#### [Pointing dataset records]
-- BEGIN --

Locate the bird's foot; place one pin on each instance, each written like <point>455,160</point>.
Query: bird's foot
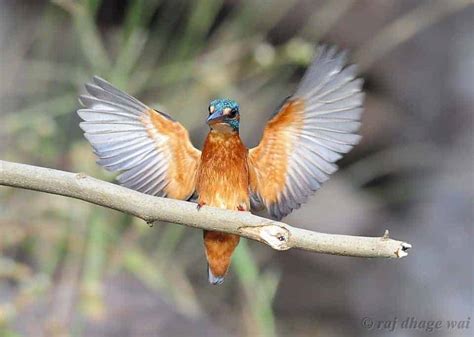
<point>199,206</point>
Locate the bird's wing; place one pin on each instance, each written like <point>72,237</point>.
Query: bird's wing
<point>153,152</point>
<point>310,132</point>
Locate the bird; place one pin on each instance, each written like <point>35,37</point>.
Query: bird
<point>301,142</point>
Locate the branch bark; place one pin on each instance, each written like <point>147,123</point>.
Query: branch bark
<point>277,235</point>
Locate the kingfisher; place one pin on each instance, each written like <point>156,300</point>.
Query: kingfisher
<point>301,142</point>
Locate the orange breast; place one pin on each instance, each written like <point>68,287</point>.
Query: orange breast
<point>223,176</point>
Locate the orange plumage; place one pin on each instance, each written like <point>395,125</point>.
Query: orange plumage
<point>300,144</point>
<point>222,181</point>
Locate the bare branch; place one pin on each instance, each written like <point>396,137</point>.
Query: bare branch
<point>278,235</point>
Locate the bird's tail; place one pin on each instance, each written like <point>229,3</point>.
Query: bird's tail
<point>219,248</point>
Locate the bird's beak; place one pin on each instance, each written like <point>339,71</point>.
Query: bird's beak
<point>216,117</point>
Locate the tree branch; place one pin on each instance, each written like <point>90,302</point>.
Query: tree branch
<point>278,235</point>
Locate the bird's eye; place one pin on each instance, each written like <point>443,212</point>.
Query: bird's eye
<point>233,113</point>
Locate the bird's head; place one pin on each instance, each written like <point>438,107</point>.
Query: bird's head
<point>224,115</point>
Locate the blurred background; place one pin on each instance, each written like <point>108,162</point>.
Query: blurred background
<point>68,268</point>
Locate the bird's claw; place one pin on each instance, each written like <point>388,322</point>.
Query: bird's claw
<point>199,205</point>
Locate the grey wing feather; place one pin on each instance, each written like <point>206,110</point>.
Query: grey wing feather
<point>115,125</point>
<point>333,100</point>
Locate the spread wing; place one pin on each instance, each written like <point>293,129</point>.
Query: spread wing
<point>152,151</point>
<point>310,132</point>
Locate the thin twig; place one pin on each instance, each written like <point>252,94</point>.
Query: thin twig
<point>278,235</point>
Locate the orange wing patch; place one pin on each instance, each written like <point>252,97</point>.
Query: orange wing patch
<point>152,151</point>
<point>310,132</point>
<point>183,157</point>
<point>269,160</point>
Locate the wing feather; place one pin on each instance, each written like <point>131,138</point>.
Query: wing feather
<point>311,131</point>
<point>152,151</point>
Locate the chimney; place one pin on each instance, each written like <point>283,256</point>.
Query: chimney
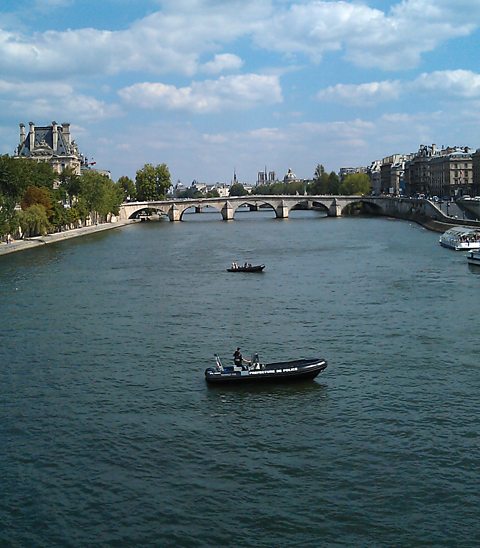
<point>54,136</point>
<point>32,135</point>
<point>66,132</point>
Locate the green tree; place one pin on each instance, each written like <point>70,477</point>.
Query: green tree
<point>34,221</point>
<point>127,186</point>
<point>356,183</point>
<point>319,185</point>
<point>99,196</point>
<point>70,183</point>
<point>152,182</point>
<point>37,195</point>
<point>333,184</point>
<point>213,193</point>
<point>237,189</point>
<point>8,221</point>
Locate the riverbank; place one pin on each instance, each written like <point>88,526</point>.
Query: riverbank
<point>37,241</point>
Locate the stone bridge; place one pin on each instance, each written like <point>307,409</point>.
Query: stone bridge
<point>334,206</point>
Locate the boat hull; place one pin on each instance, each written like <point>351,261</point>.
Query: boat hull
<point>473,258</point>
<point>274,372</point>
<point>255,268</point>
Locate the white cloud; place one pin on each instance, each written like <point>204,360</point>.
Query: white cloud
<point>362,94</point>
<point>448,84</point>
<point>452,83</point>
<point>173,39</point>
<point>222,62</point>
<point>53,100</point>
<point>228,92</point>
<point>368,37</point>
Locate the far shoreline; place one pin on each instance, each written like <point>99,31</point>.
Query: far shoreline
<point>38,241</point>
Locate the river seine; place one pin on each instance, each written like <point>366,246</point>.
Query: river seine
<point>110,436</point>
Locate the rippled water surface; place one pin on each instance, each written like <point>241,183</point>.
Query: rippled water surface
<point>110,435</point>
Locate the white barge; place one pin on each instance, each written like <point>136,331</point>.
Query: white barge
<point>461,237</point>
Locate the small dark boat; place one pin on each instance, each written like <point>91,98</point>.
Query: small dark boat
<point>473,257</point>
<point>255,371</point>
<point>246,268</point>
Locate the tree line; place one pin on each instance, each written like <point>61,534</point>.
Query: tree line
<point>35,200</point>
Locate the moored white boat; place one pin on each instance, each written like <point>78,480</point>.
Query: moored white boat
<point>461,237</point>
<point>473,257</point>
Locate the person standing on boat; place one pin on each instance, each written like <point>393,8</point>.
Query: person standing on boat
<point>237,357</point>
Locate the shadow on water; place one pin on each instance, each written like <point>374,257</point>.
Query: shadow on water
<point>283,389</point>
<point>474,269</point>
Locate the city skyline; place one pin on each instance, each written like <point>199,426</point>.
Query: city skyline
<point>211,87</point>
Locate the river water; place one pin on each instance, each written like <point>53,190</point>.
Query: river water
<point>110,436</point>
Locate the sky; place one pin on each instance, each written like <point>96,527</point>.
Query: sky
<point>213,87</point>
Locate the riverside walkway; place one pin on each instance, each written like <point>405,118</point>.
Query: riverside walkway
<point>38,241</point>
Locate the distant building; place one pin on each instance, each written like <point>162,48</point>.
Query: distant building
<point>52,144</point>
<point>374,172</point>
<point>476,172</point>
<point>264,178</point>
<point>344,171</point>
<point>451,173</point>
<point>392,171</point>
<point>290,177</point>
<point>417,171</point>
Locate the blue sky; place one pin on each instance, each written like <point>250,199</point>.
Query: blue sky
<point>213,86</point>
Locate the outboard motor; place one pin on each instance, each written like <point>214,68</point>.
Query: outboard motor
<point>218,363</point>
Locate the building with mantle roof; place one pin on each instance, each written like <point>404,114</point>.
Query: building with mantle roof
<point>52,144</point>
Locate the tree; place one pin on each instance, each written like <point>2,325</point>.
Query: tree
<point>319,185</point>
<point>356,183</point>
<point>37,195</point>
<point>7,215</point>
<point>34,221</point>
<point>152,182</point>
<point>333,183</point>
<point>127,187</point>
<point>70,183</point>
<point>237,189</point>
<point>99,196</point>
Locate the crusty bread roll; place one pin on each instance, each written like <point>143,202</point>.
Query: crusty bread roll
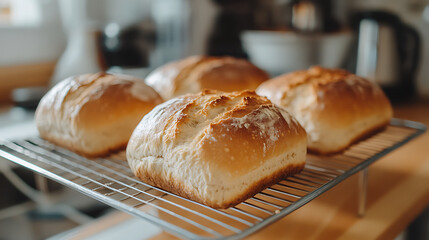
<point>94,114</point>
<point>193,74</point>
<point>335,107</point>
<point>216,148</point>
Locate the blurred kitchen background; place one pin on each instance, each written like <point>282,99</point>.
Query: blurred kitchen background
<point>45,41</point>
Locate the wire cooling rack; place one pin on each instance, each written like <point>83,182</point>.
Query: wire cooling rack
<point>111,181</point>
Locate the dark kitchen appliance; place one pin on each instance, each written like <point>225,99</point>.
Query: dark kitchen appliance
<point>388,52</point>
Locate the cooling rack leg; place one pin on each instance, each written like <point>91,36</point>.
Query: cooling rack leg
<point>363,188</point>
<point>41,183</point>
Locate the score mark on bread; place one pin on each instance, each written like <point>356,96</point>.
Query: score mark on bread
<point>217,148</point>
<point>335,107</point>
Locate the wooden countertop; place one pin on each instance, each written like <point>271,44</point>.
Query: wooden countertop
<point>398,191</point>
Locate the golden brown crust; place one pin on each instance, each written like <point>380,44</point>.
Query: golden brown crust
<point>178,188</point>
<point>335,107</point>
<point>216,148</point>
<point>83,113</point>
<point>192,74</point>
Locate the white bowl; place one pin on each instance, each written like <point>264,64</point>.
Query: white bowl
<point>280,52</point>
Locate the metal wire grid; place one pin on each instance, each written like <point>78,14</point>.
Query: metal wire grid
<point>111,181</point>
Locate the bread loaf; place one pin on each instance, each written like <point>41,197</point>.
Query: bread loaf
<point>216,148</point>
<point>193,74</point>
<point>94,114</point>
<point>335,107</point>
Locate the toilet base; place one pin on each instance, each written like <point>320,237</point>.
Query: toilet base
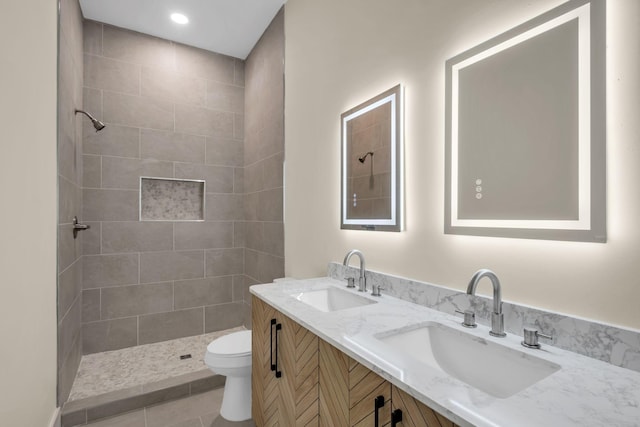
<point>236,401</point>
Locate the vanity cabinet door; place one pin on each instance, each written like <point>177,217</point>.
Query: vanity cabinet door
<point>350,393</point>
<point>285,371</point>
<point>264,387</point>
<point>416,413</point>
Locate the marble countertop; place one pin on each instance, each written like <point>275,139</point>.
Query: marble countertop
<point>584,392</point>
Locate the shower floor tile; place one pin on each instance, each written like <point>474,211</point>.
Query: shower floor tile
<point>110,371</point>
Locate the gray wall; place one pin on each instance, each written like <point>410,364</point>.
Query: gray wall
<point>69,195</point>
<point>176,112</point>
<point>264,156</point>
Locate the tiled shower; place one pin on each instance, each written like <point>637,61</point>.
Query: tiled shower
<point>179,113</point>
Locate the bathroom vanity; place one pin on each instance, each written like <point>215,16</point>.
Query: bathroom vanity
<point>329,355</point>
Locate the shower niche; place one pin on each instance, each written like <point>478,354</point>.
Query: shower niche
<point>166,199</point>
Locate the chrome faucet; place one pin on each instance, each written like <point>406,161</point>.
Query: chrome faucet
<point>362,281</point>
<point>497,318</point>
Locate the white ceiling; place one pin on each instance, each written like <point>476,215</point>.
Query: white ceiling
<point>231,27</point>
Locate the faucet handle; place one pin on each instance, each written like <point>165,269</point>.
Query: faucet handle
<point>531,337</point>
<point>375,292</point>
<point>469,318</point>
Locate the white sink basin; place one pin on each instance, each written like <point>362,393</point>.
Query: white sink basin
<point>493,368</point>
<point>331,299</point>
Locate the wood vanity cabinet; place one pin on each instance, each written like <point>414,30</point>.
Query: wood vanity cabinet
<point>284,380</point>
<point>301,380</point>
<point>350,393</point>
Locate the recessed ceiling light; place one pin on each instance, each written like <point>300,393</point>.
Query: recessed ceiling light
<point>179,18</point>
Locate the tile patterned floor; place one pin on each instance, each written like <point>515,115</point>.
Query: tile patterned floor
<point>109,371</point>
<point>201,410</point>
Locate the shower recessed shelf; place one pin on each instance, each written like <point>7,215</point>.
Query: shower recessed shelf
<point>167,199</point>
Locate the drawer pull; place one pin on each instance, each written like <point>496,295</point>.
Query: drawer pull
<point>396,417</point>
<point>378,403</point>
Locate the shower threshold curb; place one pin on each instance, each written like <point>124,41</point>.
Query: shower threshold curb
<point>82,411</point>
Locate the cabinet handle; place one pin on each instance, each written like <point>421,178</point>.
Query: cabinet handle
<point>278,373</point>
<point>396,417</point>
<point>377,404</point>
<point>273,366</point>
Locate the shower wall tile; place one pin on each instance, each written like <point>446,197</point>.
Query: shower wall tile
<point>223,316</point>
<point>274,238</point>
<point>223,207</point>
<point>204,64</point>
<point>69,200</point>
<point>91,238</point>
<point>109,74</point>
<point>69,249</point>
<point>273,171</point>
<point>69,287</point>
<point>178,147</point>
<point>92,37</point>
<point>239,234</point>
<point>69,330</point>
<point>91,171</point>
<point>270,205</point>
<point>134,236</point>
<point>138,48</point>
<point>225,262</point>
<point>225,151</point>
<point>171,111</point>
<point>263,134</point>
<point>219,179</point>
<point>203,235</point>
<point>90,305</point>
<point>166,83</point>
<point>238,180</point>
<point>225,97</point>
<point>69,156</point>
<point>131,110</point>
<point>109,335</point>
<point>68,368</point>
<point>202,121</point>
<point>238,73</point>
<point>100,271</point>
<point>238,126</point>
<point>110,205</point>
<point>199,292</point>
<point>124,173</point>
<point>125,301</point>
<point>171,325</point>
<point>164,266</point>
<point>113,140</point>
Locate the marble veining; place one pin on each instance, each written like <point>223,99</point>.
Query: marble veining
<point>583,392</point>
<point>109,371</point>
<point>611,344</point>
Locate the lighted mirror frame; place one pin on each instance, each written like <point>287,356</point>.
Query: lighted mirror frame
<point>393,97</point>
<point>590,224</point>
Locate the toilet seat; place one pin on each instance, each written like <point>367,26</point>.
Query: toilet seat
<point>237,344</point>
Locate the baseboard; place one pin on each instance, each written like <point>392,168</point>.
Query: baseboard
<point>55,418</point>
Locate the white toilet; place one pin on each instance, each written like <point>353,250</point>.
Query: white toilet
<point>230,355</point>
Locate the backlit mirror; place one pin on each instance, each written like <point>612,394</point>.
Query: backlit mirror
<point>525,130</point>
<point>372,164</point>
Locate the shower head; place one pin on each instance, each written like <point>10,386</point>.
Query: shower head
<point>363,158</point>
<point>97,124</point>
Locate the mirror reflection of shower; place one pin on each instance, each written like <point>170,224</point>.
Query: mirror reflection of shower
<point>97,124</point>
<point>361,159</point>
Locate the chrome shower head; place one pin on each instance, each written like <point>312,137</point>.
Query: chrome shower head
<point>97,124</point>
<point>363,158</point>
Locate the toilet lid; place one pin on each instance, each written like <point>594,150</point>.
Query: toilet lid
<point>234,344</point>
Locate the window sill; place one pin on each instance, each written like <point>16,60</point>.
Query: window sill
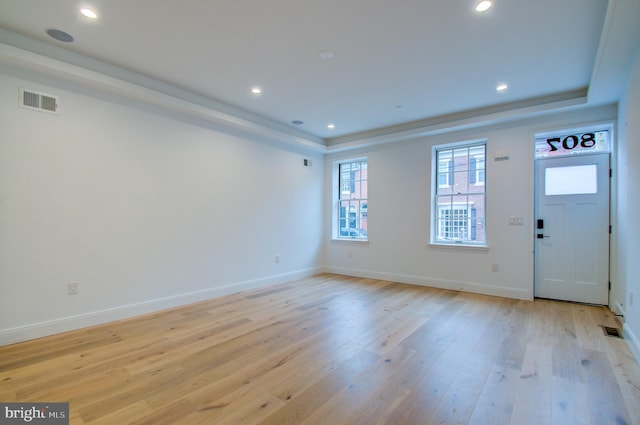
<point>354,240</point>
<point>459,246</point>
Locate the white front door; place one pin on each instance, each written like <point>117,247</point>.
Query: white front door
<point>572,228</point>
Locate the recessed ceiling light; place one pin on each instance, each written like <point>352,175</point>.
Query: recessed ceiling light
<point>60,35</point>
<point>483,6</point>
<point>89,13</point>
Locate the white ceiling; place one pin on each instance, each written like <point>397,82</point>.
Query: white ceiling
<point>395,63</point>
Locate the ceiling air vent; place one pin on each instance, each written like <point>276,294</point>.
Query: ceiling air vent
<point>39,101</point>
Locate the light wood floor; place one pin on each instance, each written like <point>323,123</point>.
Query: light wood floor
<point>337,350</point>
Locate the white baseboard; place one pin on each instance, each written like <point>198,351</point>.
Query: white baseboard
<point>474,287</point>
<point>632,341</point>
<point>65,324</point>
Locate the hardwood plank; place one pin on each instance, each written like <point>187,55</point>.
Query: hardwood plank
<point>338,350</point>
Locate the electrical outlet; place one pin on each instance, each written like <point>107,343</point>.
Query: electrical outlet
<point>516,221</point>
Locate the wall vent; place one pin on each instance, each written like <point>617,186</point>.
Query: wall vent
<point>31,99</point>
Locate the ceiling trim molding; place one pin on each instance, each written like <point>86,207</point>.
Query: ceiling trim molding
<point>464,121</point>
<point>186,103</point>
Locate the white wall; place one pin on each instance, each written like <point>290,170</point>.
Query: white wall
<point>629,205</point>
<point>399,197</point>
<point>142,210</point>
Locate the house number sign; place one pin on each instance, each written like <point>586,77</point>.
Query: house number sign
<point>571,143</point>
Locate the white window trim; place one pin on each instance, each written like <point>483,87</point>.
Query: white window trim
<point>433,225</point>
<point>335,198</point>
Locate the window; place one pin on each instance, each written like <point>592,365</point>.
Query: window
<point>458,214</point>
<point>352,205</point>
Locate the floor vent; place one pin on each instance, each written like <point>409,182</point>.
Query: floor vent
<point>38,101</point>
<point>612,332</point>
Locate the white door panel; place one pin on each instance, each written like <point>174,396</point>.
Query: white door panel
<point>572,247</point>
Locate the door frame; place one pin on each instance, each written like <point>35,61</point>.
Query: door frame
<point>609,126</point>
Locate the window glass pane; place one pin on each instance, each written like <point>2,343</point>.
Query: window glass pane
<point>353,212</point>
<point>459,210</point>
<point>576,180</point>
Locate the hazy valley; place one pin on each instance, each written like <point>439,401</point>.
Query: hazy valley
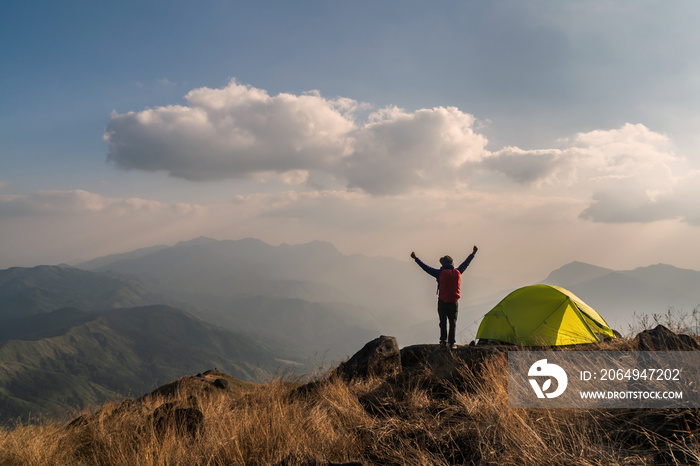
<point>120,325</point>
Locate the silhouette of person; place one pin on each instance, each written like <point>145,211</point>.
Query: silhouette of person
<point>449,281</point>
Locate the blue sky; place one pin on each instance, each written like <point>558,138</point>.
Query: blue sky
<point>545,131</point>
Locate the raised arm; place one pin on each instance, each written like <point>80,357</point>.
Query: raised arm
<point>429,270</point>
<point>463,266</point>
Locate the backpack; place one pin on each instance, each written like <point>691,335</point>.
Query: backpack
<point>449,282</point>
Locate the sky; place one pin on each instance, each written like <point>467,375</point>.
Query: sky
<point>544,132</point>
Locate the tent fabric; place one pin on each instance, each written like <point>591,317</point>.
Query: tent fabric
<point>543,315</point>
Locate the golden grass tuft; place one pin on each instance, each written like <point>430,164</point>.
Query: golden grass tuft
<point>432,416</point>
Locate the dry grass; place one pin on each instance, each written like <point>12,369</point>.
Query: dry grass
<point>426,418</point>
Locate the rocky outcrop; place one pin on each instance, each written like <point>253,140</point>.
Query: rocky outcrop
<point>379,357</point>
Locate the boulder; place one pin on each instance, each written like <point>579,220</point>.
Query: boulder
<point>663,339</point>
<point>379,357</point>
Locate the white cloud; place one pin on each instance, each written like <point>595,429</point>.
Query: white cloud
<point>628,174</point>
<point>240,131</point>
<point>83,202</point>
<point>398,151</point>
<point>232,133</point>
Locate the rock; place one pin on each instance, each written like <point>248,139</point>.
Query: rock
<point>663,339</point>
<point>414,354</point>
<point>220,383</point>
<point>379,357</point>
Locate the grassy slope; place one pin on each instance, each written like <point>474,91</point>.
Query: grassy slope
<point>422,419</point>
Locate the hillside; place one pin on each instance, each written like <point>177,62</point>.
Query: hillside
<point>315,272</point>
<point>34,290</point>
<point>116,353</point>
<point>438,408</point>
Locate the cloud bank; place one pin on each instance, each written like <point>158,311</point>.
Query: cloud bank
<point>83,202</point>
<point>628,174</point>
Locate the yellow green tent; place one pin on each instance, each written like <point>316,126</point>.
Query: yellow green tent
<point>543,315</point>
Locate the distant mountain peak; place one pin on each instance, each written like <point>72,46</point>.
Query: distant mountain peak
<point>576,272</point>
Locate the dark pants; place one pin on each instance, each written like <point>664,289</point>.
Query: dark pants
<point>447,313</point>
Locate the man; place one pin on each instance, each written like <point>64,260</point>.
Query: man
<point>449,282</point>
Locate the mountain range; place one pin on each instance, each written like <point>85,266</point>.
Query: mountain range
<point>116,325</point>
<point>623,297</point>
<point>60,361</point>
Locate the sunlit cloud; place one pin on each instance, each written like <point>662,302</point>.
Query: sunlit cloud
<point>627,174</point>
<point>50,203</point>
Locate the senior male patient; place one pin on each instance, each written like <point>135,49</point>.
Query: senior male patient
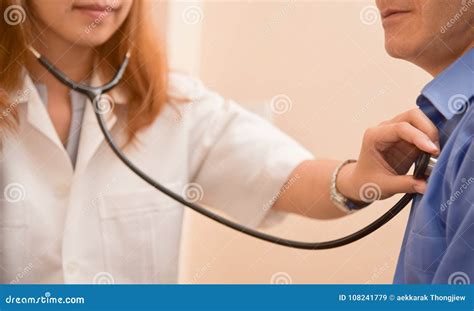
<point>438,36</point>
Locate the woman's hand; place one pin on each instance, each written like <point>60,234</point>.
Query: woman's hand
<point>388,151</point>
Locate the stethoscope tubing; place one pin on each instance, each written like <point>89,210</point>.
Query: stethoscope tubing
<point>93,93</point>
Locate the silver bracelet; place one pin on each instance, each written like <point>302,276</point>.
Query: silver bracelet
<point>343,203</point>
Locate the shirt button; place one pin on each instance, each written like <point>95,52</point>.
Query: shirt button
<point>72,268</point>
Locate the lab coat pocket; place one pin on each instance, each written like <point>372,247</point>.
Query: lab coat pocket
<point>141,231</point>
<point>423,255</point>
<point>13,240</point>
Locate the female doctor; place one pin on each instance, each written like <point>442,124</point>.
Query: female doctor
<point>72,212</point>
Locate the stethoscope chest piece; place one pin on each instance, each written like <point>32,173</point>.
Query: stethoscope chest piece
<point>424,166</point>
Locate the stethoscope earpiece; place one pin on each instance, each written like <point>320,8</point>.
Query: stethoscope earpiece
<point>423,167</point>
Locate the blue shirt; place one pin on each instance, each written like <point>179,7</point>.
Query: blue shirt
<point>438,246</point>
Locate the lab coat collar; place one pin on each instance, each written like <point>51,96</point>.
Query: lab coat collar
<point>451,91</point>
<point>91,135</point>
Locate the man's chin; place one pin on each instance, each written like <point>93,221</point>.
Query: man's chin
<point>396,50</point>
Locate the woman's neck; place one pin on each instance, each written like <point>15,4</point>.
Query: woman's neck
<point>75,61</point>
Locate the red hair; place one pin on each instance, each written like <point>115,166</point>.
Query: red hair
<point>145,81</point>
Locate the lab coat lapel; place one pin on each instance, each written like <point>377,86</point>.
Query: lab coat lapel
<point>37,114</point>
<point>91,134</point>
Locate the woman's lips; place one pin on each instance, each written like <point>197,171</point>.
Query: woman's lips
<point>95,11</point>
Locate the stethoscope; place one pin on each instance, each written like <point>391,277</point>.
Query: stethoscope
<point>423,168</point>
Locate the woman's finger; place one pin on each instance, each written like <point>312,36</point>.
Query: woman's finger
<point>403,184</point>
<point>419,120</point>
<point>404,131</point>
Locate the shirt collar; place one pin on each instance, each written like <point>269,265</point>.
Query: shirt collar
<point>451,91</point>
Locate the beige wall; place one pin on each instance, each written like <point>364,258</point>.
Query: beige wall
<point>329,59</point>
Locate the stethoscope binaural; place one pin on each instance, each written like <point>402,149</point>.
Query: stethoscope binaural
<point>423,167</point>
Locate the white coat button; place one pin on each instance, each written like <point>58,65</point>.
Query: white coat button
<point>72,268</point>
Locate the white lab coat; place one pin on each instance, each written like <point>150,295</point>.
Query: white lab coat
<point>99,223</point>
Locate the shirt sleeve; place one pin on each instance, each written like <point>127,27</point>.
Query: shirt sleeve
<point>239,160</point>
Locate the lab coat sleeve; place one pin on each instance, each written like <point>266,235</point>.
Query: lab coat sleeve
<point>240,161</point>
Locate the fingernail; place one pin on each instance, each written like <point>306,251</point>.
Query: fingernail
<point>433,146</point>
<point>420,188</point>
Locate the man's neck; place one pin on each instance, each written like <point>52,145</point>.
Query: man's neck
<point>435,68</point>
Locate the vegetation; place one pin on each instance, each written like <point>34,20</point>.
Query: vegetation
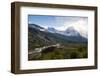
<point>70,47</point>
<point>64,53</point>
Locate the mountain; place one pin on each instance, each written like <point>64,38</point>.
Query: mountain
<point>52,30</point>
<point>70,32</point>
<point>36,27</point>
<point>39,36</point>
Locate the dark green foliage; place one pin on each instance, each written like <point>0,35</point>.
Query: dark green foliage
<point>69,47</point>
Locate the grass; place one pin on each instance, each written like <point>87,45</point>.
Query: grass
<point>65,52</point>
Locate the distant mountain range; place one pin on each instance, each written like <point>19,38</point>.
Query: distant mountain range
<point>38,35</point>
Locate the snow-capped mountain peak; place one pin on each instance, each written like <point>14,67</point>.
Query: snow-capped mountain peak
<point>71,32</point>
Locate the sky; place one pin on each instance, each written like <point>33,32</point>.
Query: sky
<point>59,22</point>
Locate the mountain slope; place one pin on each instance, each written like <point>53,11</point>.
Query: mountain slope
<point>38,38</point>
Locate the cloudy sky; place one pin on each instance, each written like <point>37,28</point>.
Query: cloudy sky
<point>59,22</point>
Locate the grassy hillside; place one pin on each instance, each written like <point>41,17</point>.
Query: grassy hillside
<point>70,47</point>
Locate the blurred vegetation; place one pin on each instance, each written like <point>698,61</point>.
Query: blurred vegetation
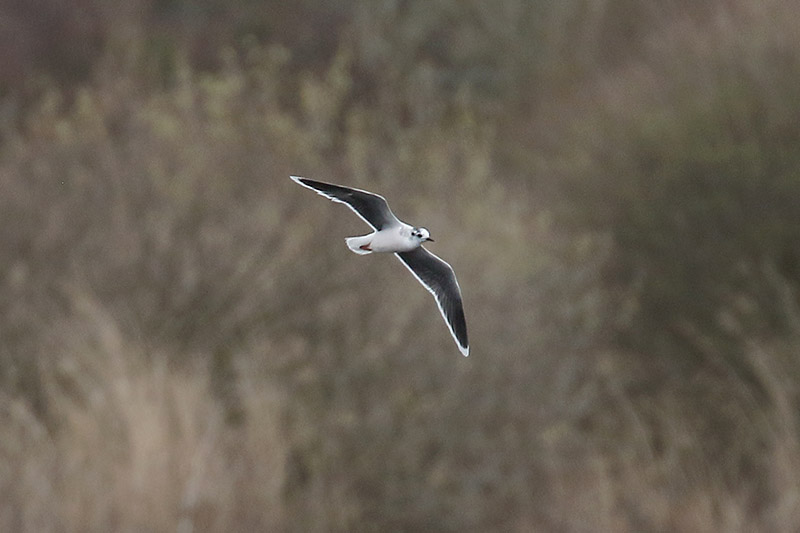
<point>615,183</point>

-- END --

#### [What is required]
Take the line containing "Locate the vegetation;" and every line after it up to the end of the data, and write them out exactly, without the pictures.

#### [Finished exercise]
Locate the vegetation; place one pin on each instance, each written like <point>34,20</point>.
Query: vegetation
<point>70,47</point>
<point>64,53</point>
Locate the mountain; place one pin on each instance, each written like <point>64,38</point>.
Query: mountain
<point>52,30</point>
<point>70,32</point>
<point>36,27</point>
<point>39,36</point>
Locate the dark green foliage; place one pin on each instance, each written like <point>0,35</point>.
Query: dark green foliage
<point>69,47</point>
Locate the grass; place one pin on each instance, each written like <point>87,45</point>.
Query: grass
<point>65,52</point>
Locate the distant mountain range; place one pin on each instance, each written like <point>19,38</point>.
Query: distant mountain range
<point>38,35</point>
Locate the snow-capped mountain peak; place one pin on each instance, each written like <point>14,67</point>.
Query: snow-capped mountain peak
<point>71,32</point>
Locate the sky; place one pin on each instance, each written like <point>33,32</point>.
Query: sky
<point>59,22</point>
Locate the mountain slope; place one pin on each instance, each written like <point>53,11</point>.
Query: mountain slope
<point>38,38</point>
Locate the cloudy sky; place one pin on each instance, each written like <point>37,28</point>.
Query: cloudy sky
<point>59,22</point>
Locate the grassy hillside; place one pin on each instance, each written like <point>41,17</point>.
Query: grassy hillside
<point>70,47</point>
Locate the blurred vegetation; place one pin on each instance, each written like <point>698,61</point>.
Query: blurred vegetation
<point>615,183</point>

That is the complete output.